**THE PROBLEM**
Output each line of the data below as a JSON array of strings, one string per line, with any blank lines omitted.

**EXCERPTED DATA**
>>>
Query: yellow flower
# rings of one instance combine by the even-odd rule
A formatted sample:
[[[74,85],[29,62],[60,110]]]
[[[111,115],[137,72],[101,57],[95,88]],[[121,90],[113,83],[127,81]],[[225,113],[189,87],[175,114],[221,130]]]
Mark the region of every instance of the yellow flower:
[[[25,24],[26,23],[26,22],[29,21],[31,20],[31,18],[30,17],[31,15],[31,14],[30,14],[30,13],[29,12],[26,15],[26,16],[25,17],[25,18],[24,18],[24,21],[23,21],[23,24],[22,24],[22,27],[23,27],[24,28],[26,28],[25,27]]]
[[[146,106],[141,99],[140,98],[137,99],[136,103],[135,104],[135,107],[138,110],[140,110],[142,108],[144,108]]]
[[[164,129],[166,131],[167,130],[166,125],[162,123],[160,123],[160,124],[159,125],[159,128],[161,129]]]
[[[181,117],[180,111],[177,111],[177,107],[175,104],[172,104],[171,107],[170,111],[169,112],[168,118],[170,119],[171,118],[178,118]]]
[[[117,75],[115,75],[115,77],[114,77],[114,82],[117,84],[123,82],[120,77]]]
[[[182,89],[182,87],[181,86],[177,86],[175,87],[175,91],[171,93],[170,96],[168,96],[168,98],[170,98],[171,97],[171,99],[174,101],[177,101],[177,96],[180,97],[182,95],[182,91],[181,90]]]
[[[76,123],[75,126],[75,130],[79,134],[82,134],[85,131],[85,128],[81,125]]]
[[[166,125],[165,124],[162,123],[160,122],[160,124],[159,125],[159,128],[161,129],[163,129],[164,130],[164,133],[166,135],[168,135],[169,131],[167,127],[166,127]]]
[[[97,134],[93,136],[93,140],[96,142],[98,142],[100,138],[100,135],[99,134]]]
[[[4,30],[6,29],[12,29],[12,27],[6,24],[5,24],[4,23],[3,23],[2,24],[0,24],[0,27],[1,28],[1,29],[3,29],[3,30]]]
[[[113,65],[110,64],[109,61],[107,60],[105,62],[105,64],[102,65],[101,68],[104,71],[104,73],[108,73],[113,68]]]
<<<
**EXPECTED ANSWER**
[
  "Query: yellow flower",
  "# rings of one instance combine by the even-odd rule",
  "A formatted sample:",
  "[[[74,85],[29,62],[60,110]]]",
  "[[[111,115],[137,72],[101,57],[95,88]],[[121,90],[113,83],[127,81]],[[225,113],[189,87],[175,114],[221,130]]]",
  "Mark the region of every instance of the yellow flower:",
  "[[[25,24],[26,23],[26,22],[29,21],[31,20],[31,18],[30,17],[31,15],[31,14],[30,14],[30,13],[29,12],[26,15],[26,16],[25,17],[25,18],[24,18],[24,21],[23,21],[23,24],[22,24],[22,27],[23,27],[24,28],[26,28],[25,27]]]",
  "[[[146,106],[141,99],[140,98],[137,99],[136,103],[135,104],[135,107],[138,110],[140,110],[142,108],[144,108]]]",
  "[[[164,129],[166,131],[167,130],[166,125],[162,123],[160,123],[160,124],[159,125],[159,128],[161,129]]]",
  "[[[181,117],[180,111],[177,111],[177,107],[175,104],[172,104],[171,107],[170,111],[169,112],[168,118],[170,119],[171,118],[178,118]]]",
  "[[[117,75],[115,75],[115,77],[114,77],[114,82],[117,84],[123,82],[120,77]]]",
  "[[[182,89],[182,87],[181,86],[177,86],[175,87],[175,91],[171,93],[170,96],[168,96],[168,98],[170,98],[171,97],[171,99],[174,101],[177,101],[177,96],[180,97],[182,95],[182,91],[181,90]]]",
  "[[[76,123],[75,126],[75,130],[79,134],[82,134],[85,131],[85,128],[81,125]]]",
  "[[[166,125],[165,124],[162,123],[160,122],[160,124],[159,125],[159,128],[161,129],[163,129],[164,130],[164,133],[166,135],[168,135],[169,131],[167,127],[166,127]]]",
  "[[[97,134],[93,136],[93,140],[96,142],[98,142],[100,138],[100,135],[99,134]]]",
  "[[[4,30],[6,29],[12,29],[12,27],[6,24],[5,24],[4,23],[3,23],[2,24],[0,24],[0,27],[1,28],[1,29],[3,29],[3,30]]]",
  "[[[113,65],[110,64],[109,61],[107,60],[105,62],[105,64],[102,65],[101,68],[104,71],[104,73],[108,73],[113,68]]]"
]